What this task involves
Go through the entries below. Copy each line in which "woman" appears.

= = =

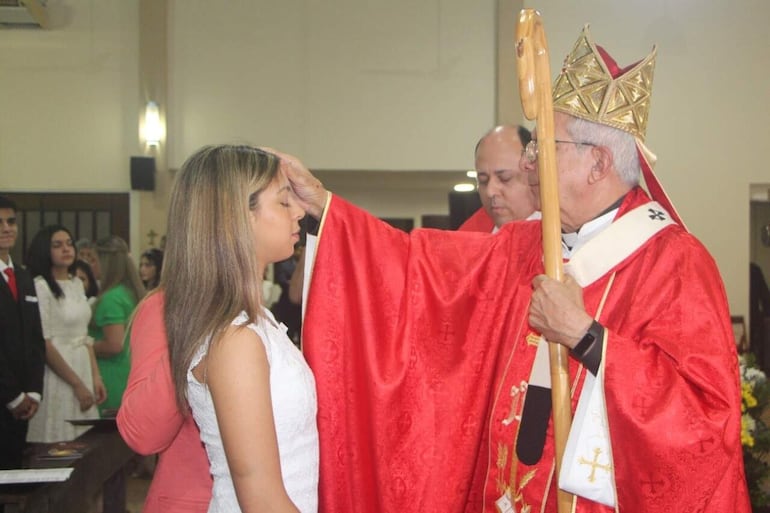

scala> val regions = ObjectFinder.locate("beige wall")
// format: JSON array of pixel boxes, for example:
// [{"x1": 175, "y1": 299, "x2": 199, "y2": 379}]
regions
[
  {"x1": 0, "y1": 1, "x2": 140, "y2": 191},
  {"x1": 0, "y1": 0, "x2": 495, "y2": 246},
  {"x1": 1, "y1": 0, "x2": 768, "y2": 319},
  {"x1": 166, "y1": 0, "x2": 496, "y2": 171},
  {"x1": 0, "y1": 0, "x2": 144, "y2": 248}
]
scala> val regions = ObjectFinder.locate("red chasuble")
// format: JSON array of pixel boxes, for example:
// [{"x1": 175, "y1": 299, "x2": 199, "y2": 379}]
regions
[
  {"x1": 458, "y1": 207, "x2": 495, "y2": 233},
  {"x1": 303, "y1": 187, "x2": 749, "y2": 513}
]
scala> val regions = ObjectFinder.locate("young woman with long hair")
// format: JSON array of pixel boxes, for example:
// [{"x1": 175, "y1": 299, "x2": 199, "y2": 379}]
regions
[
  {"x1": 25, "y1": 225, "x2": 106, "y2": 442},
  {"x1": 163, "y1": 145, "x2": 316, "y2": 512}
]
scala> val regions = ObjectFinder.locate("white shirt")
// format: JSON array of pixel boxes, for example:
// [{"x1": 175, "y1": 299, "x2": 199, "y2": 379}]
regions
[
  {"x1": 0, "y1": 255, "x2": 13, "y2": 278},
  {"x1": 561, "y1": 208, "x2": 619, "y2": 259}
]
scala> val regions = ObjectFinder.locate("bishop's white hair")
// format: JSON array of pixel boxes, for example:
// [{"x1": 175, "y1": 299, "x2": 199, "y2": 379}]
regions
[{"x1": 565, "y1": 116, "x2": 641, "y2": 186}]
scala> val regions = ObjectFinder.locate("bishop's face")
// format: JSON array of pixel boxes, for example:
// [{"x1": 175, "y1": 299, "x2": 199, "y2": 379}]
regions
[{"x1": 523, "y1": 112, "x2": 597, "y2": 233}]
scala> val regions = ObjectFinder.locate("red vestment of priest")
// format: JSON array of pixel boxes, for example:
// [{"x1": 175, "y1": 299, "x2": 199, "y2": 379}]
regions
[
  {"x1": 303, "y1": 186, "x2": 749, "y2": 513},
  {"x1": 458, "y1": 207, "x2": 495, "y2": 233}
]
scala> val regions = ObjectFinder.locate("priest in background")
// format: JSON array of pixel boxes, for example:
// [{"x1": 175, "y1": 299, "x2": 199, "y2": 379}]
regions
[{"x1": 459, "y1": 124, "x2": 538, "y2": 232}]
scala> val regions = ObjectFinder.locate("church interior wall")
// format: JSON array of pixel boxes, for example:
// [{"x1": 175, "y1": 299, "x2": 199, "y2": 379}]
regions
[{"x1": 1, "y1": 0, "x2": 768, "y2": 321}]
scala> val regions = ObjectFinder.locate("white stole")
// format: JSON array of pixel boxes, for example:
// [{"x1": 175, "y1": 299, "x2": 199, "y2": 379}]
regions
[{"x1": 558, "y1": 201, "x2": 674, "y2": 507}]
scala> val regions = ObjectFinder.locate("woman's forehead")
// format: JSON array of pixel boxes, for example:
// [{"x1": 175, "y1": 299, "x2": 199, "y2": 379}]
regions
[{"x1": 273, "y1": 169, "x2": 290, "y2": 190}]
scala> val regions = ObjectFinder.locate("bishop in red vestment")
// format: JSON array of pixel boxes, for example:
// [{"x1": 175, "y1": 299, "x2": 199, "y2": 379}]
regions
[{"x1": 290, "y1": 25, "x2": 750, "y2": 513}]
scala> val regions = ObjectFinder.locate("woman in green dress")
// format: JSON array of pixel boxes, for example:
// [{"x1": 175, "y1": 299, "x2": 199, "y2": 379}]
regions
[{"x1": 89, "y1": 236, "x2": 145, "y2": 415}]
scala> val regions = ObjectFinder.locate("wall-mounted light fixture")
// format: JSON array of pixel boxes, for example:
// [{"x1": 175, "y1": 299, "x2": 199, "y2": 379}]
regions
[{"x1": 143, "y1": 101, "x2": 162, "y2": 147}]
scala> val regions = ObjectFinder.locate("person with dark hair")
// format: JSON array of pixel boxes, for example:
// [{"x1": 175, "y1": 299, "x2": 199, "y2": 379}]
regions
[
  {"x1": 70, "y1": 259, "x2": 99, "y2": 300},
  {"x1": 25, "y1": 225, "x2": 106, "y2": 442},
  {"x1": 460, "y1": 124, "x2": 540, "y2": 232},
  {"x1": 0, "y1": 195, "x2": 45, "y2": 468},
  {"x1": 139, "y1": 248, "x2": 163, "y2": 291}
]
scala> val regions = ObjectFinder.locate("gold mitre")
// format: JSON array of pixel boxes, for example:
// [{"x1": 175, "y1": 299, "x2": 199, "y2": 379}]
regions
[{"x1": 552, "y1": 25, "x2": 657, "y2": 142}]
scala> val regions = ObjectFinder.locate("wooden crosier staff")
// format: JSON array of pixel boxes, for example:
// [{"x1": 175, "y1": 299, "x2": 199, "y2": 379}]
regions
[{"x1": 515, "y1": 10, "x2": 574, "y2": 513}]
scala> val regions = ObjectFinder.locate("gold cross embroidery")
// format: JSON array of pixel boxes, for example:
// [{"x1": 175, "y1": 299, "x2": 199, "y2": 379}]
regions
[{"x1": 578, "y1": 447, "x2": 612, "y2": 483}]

= = =

Response for this exercise
scala> val regions = ObjectFinder.locate("young woman with long hair")
scala> val regions = ObjectFinder.locate("woman's forehead")
scala> val regions = ObjectFinder.locate("woman in green dress")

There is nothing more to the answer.